> _INFORMATION GIVEN_
>> BEGIN

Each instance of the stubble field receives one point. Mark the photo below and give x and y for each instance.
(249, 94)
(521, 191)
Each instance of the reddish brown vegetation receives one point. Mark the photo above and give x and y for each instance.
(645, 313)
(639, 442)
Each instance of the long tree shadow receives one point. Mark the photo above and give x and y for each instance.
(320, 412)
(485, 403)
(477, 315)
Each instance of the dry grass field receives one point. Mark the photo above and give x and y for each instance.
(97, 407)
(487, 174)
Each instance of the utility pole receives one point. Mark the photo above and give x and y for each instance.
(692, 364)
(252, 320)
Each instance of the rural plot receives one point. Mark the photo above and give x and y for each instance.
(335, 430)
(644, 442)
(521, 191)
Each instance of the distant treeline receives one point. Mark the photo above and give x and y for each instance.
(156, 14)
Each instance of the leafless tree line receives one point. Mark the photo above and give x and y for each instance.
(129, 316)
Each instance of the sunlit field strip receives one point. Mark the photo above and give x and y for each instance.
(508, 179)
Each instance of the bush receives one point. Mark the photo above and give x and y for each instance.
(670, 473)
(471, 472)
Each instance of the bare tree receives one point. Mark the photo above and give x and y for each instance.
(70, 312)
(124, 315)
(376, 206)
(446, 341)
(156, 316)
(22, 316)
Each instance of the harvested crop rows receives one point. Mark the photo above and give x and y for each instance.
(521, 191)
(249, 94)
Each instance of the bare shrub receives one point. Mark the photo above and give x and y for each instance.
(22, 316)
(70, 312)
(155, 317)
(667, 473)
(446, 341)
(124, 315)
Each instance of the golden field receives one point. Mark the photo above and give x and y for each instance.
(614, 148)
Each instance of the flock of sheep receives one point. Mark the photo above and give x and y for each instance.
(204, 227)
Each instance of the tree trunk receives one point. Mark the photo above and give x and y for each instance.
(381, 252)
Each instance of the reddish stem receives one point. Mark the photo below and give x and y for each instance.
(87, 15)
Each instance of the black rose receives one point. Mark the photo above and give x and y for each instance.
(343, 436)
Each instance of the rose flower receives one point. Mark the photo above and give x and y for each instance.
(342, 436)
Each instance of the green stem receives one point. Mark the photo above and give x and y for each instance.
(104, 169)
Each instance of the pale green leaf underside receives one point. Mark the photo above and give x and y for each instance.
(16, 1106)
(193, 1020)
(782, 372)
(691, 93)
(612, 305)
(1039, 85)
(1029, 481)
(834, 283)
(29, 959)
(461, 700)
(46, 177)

>> END

Write out the data word for word, beginning at the line that contains "Each instance of the black" and continuing through the final line of the data.

Each instance of the black rose receives one point. Mark the photo above and give x and y for each instance.
(343, 436)
Each instance of the rose flower receives one point. Mark the photo above and give x and y for each instance.
(342, 436)
Each instance of the green stem receives one point. Mark the photo above and give x and y for each instance.
(104, 169)
Each instance of the pale green leaf underside receives one point. Mark the photo above and give x and y for each instance.
(16, 1106)
(193, 1020)
(782, 372)
(691, 93)
(612, 305)
(1039, 85)
(1029, 481)
(834, 283)
(29, 959)
(461, 700)
(46, 177)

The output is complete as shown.